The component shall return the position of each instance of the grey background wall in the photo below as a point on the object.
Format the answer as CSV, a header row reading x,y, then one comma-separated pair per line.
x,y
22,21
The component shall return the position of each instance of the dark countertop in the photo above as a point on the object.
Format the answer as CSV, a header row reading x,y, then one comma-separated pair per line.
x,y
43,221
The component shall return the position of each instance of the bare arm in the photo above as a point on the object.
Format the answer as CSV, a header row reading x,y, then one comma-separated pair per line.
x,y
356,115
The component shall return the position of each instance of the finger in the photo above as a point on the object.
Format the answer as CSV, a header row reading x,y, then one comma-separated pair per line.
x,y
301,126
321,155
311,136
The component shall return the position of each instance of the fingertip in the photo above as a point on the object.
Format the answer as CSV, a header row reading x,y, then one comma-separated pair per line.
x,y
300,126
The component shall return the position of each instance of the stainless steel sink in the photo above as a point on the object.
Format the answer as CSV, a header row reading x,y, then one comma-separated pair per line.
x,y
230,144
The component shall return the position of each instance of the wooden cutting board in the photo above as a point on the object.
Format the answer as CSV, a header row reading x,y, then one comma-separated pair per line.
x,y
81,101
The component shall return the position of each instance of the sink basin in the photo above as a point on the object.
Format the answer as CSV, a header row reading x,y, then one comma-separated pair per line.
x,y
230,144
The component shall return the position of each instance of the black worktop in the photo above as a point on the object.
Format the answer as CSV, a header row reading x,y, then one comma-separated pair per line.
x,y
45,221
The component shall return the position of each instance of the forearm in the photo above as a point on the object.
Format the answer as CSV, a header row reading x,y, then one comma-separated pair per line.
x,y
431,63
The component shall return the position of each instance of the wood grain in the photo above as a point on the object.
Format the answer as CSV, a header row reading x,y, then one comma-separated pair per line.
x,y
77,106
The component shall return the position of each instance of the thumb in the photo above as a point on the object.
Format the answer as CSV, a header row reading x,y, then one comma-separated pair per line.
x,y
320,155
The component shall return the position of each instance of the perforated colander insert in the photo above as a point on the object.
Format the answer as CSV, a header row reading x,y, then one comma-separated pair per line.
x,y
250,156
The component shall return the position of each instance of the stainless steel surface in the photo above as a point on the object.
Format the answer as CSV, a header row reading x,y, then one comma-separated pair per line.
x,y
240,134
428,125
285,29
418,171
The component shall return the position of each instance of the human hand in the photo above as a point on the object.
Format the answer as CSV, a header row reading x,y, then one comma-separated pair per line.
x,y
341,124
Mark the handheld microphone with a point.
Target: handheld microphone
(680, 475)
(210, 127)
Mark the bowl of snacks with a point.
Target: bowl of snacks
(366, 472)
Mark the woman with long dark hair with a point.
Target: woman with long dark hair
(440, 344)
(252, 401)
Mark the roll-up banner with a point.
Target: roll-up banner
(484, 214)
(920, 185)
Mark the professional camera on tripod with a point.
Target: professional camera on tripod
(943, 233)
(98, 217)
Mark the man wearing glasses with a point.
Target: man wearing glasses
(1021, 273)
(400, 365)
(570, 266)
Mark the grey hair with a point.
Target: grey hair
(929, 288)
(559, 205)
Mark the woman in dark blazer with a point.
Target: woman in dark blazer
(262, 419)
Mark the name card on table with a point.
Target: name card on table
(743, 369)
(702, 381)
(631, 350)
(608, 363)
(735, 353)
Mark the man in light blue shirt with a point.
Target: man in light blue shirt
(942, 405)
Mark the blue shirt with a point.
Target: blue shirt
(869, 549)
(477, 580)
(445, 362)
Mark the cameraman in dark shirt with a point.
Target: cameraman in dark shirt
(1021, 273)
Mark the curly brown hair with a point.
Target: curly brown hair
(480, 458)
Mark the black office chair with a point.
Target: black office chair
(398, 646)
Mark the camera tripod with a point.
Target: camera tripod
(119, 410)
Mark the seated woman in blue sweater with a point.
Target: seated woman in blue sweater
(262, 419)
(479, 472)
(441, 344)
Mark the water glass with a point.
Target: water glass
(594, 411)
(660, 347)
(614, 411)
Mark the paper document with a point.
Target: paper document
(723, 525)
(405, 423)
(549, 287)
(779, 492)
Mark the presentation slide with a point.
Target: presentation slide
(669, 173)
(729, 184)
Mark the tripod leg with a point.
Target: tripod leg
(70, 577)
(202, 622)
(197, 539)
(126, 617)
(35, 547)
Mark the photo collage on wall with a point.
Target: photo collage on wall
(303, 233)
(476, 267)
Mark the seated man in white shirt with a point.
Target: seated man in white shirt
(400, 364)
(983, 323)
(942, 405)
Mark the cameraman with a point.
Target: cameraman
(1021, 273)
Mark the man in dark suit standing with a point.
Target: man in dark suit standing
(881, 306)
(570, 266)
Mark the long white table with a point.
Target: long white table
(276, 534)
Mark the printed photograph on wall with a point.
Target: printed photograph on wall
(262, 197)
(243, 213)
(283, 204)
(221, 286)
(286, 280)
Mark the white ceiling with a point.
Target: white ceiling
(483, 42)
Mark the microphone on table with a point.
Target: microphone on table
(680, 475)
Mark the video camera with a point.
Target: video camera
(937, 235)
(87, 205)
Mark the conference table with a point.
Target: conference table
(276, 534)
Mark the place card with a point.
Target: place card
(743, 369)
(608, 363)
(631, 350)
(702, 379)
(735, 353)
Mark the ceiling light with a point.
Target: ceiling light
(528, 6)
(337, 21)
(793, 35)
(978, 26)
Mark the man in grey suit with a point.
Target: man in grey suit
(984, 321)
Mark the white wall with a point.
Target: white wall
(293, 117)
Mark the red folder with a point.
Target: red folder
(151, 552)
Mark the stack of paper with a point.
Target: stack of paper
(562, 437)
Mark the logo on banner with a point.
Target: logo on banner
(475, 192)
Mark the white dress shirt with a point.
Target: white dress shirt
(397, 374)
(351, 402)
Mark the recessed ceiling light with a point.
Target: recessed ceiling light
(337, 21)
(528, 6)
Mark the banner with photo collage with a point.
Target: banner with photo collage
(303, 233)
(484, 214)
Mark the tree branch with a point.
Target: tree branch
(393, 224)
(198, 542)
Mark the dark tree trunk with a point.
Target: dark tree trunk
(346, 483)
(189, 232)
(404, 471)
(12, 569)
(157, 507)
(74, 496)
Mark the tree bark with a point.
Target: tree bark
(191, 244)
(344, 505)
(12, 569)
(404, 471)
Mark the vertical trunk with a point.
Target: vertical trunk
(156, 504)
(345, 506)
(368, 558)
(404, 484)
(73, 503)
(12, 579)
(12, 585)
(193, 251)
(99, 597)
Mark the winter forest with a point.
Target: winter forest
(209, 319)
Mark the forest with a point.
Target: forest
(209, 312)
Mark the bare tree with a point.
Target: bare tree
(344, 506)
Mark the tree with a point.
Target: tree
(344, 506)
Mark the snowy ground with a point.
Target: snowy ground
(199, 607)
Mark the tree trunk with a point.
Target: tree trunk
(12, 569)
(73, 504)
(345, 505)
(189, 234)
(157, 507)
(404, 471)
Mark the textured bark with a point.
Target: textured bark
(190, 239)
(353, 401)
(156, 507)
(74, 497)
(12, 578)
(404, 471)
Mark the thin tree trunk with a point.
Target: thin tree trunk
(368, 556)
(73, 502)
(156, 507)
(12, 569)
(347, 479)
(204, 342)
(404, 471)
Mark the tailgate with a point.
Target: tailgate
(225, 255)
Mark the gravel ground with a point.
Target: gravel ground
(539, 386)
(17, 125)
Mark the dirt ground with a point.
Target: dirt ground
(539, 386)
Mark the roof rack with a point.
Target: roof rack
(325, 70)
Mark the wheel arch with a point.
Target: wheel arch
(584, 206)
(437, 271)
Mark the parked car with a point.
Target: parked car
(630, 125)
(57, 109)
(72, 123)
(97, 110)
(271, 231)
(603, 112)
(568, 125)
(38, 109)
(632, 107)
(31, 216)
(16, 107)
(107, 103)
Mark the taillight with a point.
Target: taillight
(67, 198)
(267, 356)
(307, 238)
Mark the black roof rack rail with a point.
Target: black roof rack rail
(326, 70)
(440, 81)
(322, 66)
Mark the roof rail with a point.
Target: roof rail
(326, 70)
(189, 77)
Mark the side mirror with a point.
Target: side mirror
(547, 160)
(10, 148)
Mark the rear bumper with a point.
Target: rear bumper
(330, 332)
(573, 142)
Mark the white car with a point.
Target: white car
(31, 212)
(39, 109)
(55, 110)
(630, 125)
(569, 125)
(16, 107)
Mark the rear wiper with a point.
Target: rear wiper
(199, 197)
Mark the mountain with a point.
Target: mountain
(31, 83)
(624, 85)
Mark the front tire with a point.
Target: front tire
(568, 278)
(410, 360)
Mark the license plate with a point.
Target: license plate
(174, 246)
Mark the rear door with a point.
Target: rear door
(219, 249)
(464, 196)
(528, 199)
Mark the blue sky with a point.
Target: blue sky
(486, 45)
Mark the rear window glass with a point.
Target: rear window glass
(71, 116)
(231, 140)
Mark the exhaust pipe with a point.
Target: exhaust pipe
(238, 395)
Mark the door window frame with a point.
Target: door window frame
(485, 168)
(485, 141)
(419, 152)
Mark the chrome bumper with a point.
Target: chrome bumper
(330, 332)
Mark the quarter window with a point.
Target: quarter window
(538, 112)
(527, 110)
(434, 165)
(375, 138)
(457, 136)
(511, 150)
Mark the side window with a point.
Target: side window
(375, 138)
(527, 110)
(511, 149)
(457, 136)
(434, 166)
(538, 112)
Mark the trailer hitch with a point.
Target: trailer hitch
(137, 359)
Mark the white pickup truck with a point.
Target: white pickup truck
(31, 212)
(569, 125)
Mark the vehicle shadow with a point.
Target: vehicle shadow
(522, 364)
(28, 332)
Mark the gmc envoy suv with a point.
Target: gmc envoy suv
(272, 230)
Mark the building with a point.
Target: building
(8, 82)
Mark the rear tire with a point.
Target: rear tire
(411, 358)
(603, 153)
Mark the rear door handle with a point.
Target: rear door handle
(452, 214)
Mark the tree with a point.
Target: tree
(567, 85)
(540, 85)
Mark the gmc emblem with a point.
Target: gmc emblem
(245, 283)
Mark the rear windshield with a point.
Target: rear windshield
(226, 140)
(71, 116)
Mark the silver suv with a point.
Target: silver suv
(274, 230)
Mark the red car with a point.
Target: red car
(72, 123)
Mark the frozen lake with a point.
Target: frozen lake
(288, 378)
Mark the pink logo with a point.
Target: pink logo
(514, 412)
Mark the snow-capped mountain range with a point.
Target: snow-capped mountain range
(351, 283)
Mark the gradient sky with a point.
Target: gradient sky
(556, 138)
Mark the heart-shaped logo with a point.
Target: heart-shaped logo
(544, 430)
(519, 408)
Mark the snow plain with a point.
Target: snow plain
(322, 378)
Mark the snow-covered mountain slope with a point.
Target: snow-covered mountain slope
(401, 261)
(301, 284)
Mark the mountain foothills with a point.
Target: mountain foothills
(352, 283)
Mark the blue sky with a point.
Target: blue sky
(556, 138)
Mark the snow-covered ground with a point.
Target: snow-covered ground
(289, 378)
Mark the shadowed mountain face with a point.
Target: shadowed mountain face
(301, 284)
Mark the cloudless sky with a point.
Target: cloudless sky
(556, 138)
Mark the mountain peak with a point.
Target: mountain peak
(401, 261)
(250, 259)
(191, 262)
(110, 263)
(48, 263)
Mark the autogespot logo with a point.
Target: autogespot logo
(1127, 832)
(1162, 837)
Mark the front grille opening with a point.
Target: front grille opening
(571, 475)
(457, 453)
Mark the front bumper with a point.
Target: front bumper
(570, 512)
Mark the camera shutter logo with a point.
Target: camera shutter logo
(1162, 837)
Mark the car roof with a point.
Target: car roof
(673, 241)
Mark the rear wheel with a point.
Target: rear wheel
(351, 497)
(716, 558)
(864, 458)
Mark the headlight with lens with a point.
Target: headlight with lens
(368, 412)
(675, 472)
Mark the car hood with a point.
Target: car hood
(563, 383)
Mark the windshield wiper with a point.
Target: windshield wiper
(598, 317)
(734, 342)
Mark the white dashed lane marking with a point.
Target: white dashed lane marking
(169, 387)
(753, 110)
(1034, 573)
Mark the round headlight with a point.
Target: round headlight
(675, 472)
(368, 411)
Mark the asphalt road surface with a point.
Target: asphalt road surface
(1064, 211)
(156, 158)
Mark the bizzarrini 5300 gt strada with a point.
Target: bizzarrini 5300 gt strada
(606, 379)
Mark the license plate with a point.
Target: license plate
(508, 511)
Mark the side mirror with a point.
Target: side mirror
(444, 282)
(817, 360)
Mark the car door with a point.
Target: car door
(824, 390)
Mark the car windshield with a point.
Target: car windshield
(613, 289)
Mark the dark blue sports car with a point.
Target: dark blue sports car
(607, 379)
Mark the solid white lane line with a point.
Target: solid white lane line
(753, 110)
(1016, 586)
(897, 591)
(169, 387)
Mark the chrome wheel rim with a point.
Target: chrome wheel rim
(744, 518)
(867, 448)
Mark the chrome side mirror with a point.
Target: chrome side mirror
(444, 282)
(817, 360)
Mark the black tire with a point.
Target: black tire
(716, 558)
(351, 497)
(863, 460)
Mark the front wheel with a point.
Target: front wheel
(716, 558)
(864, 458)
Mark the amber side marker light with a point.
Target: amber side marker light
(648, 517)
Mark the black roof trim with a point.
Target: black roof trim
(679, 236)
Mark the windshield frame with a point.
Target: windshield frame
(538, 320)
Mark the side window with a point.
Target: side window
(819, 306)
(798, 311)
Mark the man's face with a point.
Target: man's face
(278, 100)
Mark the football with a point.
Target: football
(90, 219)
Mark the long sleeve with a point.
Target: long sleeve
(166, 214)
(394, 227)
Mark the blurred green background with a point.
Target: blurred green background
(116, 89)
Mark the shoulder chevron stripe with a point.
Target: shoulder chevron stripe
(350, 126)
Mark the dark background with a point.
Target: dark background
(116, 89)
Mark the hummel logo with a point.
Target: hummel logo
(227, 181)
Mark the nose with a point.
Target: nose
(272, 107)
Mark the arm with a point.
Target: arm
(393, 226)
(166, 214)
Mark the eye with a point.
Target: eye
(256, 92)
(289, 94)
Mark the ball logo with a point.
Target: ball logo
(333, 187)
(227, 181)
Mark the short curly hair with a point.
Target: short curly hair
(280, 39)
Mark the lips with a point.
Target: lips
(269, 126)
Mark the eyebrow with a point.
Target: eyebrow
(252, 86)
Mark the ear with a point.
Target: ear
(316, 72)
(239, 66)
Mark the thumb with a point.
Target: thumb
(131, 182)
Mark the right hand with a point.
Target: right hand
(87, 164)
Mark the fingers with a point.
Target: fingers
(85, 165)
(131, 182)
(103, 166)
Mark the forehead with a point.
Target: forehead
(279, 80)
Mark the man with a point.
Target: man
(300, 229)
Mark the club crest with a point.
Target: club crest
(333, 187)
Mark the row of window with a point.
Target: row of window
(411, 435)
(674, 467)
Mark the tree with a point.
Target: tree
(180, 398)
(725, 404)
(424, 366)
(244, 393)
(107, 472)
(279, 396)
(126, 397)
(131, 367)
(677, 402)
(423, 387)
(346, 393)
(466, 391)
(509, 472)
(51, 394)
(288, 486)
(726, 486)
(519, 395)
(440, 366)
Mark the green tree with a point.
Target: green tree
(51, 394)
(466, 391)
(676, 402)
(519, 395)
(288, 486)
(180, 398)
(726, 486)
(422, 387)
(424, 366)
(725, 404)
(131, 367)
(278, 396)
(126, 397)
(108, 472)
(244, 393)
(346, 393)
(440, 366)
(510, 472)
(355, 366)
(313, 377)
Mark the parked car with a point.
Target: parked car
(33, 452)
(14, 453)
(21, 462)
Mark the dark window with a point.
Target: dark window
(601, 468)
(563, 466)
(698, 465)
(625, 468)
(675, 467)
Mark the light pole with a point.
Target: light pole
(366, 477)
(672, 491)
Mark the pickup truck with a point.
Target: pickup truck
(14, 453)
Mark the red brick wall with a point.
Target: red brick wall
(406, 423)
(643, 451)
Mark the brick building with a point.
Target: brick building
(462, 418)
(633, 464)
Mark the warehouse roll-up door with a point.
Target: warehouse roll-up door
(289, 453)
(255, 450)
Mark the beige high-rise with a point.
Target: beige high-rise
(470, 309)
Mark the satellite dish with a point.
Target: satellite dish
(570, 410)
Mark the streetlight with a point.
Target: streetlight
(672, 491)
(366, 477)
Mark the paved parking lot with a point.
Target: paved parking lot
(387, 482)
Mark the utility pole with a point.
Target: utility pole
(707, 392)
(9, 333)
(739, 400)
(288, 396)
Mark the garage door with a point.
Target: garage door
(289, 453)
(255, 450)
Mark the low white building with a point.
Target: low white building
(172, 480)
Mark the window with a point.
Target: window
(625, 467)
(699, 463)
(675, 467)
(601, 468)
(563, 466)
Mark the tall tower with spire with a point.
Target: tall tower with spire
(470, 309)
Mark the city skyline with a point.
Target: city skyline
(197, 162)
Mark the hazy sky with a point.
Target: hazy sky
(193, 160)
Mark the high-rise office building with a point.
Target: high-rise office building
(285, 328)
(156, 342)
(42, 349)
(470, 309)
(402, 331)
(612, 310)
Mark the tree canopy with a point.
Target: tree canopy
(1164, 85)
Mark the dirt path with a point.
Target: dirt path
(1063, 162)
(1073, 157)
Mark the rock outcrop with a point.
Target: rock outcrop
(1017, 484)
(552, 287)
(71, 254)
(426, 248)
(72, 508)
□ □ □
▶ _THE PROBLEM_
Which lines in the records above contain the string "steel"? Copy them.

▶ _RESULT OF THE EXERCISE_
The component shall return the position of each instance of the stainless steel sink in the photo above as a point on the object.
The component shall return the position of each instance of the stainless steel surface in the photo above as a point on the object.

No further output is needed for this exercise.